REQUISITOS DEL EJERCICIO —
Transcribe sin cambios el fragmento del texto sobre Cicerón que empieza con "Desde su infancia" y continúa hasta "con connotaciones políticas.", ambos incluidos.

TEXTO FUENTE —
Cicerón nació en Arpino, cercana a Roma, en el 106 a.C. Aunque de familia acomodada, no pertenecía a la élite senatorial, y será Cicerón el primero de su familia en llegar al Senado. Era por lo tanto un homo novus.

 

Desde su infancia fue educado en la retórica, la jurisprudencia y la filosofía, por los mejores maestros, campos en los que luego destacaría y le convertirían en el mejor de los oradores de Roma –no es de extrañar, por tanto, una obra que trate sobre el orador-. A los 16 años, tras tomar la toga virilis participó en la guerra social a las ordenes de Pompeyo Estrabón, y quizá también en la campaña contra los marsos bajo el mando de Sila. Pero Cicerón nunca destaco en las armas, sino que lo haría en las palabras, y el foro como campo de batalla. Como abogado, a los 25 años, pronunció el primer discurso que se ha conservado, Pro Quinctio, un asunto relacionado con una herencia. Al año siguiente, en el 82 a.C en un caso de parricidio con connotaciones políticas.

Registros para señalar objetos nombrados:

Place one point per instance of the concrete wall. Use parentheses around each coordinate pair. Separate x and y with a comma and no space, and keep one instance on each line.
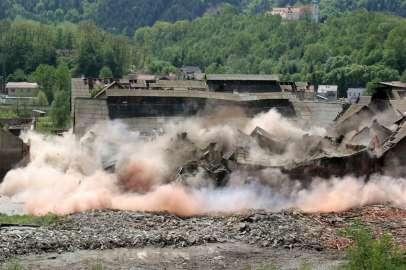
(88,112)
(244,86)
(321,114)
(12,151)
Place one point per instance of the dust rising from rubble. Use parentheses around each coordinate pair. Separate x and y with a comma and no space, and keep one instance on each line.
(67,175)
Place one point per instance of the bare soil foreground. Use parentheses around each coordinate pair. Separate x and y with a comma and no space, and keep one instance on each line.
(160,240)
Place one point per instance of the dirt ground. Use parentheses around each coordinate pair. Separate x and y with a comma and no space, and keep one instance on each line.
(210,256)
(135,240)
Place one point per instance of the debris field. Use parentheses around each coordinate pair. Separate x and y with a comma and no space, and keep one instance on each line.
(290,229)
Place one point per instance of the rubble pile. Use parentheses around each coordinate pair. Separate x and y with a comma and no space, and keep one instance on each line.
(288,229)
(362,142)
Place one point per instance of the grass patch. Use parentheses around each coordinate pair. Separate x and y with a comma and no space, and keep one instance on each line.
(45,125)
(28,220)
(368,253)
(7,112)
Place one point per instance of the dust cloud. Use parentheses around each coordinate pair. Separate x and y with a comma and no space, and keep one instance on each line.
(68,175)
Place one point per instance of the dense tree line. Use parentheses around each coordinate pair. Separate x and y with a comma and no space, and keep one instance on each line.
(25,45)
(50,55)
(349,50)
(125,16)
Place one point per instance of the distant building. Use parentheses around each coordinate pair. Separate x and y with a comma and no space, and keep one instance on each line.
(291,13)
(398,89)
(22,89)
(327,92)
(191,73)
(354,94)
(243,83)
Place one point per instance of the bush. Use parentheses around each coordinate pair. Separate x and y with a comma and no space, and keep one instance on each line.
(368,253)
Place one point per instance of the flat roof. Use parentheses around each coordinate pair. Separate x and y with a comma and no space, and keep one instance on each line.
(395,84)
(22,85)
(241,77)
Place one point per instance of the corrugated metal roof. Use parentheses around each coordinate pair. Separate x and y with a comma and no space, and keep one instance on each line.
(327,88)
(241,77)
(396,84)
(22,85)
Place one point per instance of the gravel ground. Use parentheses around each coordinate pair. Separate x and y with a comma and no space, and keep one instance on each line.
(101,230)
(210,256)
(10,207)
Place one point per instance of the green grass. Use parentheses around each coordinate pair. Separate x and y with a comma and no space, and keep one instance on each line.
(368,253)
(45,125)
(28,220)
(7,112)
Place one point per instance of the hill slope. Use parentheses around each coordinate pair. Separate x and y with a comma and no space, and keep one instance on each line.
(125,16)
(349,50)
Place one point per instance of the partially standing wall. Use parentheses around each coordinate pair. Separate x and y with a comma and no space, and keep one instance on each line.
(88,112)
(12,151)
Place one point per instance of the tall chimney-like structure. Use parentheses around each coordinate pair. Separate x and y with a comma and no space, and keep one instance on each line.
(316,11)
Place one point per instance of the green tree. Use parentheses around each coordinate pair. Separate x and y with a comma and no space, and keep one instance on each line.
(42,99)
(105,72)
(368,253)
(45,76)
(17,76)
(403,77)
(60,109)
(62,78)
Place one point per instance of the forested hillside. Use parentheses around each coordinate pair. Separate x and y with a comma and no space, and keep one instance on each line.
(125,16)
(349,50)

RESULTADO ESPERADO —
Desde su infancia fue educado en la retórica, la jurisprudencia y la filosofía, por los mejores maestros, campos en los que luego destacaría y le convertirían en el mejor de los oradores de Roma –no es de extrañar, por tanto, una obra que trate sobre el orador-. A los 16 años, tras tomar la toga virilis participó en la guerra social a las ordenes de Pompeyo Estrabón, y quizá también en la campaña contra los marsos bajo el mando de Sila. Pero Cicerón nunca destaco en las armas, sino que lo haría en las palabras, y el foro como campo de batalla. Como abogado, a los 25 años, pronunció el primer discurso que se ha conservado, Pro Quinctio, un asunto relacionado con una herencia. Al año siguiente, en el 82 a.C en un caso de parricidio con connotaciones políticas.